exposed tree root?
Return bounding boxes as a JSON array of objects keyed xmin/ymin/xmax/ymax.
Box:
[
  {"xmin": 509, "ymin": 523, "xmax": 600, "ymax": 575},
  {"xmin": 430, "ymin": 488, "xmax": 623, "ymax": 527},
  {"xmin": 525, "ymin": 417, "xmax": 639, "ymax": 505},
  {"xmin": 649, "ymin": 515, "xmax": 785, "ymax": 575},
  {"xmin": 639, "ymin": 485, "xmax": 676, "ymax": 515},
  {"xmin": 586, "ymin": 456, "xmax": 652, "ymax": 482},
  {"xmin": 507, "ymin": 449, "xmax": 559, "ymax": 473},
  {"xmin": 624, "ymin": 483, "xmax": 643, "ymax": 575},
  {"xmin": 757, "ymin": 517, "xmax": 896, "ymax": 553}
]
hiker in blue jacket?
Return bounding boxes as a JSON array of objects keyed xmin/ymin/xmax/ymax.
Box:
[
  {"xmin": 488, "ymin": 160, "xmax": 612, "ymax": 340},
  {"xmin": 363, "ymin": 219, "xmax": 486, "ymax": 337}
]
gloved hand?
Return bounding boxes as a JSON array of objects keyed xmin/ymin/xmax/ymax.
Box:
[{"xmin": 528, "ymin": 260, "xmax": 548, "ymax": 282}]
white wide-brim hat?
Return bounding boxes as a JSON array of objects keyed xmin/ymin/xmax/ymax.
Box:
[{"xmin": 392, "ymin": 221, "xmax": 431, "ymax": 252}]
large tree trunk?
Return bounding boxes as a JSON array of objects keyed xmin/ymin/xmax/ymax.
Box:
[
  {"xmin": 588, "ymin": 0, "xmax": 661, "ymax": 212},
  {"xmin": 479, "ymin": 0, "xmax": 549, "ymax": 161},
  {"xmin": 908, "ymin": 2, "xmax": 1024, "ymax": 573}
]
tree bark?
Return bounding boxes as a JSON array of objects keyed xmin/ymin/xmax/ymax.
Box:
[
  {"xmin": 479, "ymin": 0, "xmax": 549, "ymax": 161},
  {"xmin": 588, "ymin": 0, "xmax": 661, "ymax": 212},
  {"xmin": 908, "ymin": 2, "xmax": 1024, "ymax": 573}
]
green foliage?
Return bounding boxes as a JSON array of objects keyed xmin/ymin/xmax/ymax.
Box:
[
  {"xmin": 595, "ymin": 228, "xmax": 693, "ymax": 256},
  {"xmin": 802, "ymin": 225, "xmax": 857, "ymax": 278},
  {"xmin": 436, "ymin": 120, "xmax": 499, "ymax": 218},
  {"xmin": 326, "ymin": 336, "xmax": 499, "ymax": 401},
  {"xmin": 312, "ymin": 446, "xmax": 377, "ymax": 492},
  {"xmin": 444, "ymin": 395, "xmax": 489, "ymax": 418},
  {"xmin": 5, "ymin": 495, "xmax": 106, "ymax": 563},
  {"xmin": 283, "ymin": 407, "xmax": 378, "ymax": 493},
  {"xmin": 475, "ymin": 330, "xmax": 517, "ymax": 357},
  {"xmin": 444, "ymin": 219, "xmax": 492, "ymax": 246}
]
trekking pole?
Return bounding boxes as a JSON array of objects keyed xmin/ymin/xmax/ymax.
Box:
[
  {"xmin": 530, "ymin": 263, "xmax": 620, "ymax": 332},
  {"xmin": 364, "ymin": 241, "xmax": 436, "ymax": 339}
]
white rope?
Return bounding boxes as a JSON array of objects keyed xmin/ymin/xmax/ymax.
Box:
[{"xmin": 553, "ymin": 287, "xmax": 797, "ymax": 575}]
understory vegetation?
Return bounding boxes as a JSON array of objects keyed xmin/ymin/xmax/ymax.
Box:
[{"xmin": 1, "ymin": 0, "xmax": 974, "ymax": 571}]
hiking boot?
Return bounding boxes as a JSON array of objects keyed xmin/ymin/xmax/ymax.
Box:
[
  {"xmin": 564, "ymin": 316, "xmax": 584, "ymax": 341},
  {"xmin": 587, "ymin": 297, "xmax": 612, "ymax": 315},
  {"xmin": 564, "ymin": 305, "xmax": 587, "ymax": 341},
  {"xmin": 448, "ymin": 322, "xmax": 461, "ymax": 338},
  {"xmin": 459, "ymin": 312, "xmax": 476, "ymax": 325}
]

::::::

**What to produce**. Word for word, return the entire set of entries.

**Problem solution**.
exposed tree root?
Return bounding boxes as a JSON array of objects keyed xmin/ymin/xmax/ymax.
Box:
[
  {"xmin": 509, "ymin": 523, "xmax": 600, "ymax": 575},
  {"xmin": 430, "ymin": 488, "xmax": 623, "ymax": 527},
  {"xmin": 525, "ymin": 417, "xmax": 639, "ymax": 505},
  {"xmin": 649, "ymin": 515, "xmax": 785, "ymax": 575},
  {"xmin": 639, "ymin": 485, "xmax": 676, "ymax": 515},
  {"xmin": 586, "ymin": 456, "xmax": 652, "ymax": 482},
  {"xmin": 507, "ymin": 449, "xmax": 559, "ymax": 473},
  {"xmin": 624, "ymin": 483, "xmax": 643, "ymax": 575},
  {"xmin": 757, "ymin": 517, "xmax": 896, "ymax": 553}
]
hiker in blue jacket?
Return bounding boxes as a JSON array of objects keyed xmin/ymin/xmax/ymax.
Box:
[
  {"xmin": 488, "ymin": 160, "xmax": 612, "ymax": 340},
  {"xmin": 363, "ymin": 219, "xmax": 486, "ymax": 337}
]
gloved hand?
Return bounding boxes as a JSON array of objects keyed xmin/ymin/xmax/ymax.
Box:
[{"xmin": 528, "ymin": 260, "xmax": 548, "ymax": 282}]
white wide-brim hat?
Return bounding boxes as a JSON array of objects keyed xmin/ymin/xmax/ymax.
Box:
[{"xmin": 392, "ymin": 221, "xmax": 431, "ymax": 252}]
large tree trunk?
Return bounding boxes as a JSON array of objects keyed xmin/ymin/xmax/ymax.
Box:
[
  {"xmin": 588, "ymin": 0, "xmax": 661, "ymax": 212},
  {"xmin": 479, "ymin": 0, "xmax": 549, "ymax": 161},
  {"xmin": 908, "ymin": 2, "xmax": 1024, "ymax": 573}
]
tree bark?
Return bounding boxes as a JSON array of objects keyed xmin/ymin/xmax/ymax.
Box:
[
  {"xmin": 479, "ymin": 0, "xmax": 549, "ymax": 161},
  {"xmin": 588, "ymin": 0, "xmax": 661, "ymax": 212},
  {"xmin": 908, "ymin": 2, "xmax": 1024, "ymax": 573}
]
green foliage?
Return bounding boxes as a JSON array of objects keyed xmin/ymin/xmax/ymax.
Box:
[
  {"xmin": 595, "ymin": 228, "xmax": 693, "ymax": 256},
  {"xmin": 802, "ymin": 225, "xmax": 857, "ymax": 278},
  {"xmin": 436, "ymin": 120, "xmax": 499, "ymax": 218},
  {"xmin": 326, "ymin": 336, "xmax": 499, "ymax": 401},
  {"xmin": 312, "ymin": 446, "xmax": 377, "ymax": 492},
  {"xmin": 444, "ymin": 395, "xmax": 489, "ymax": 418},
  {"xmin": 5, "ymin": 495, "xmax": 106, "ymax": 563},
  {"xmin": 283, "ymin": 407, "xmax": 378, "ymax": 493},
  {"xmin": 475, "ymin": 330, "xmax": 517, "ymax": 357},
  {"xmin": 444, "ymin": 219, "xmax": 492, "ymax": 246}
]
trekking pole?
Return bounding boxes as a JSON array of objects keyed xmin/ymin/xmax/ymax.
Box:
[
  {"xmin": 530, "ymin": 263, "xmax": 620, "ymax": 332},
  {"xmin": 364, "ymin": 241, "xmax": 436, "ymax": 339}
]
white rope?
Return bounding boxes as a JSON array of objects keyed xmin/ymin/xmax/ymax.
Box:
[{"xmin": 553, "ymin": 287, "xmax": 797, "ymax": 575}]
understory vegetation?
Return bounding boxes as a JSON array of objects keyed xmin/ymin/xmax/ymax.
Box:
[{"xmin": 1, "ymin": 0, "xmax": 974, "ymax": 571}]
hiking boot?
Return bounding boxes as a JSON array of objects keyed xmin/ymin/xmax/ymax.
Box:
[
  {"xmin": 564, "ymin": 316, "xmax": 584, "ymax": 341},
  {"xmin": 587, "ymin": 297, "xmax": 612, "ymax": 315},
  {"xmin": 564, "ymin": 305, "xmax": 587, "ymax": 341},
  {"xmin": 448, "ymin": 322, "xmax": 461, "ymax": 338},
  {"xmin": 459, "ymin": 312, "xmax": 476, "ymax": 325}
]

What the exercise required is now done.